**** Rows

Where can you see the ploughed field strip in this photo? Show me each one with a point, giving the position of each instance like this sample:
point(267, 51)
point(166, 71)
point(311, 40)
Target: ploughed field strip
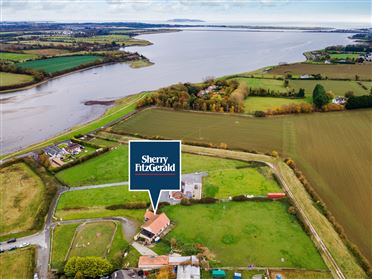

********

Convert the listing above into a Markdown table with the columns "Row" and "Line", giving each line its own numbered row and skipping blank lines. Leave the pictures out of the table.

§ Result for this exercise:
| Row | Line |
|---|---|
| 1 | Where can you see the ploughed field strip in this photo? Show me each one with a point, giving the position of each instance like this sample: |
| 2 | point(267, 51) |
| 3 | point(166, 71) |
| 4 | point(311, 40) |
| 5 | Target: ploughed field strip |